-- START --

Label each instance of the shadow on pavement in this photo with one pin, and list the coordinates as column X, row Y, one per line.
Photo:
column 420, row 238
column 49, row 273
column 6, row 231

-- END --

> **What you are asked to do**
Give the lines above as a two-column CSV headed line_text and answer. Put each labeling line's wording in the first field and its coordinates in the second, with one row per labeling line, each field in double quotes, and line breaks replaced by spaces.

> **Correct answer**
line_text,answer
"Label each instance of the shadow on pavement in this photo with one pin, and list the coordinates as column X, row Y, one per line. Photo:","column 420, row 238 column 49, row 273 column 6, row 231"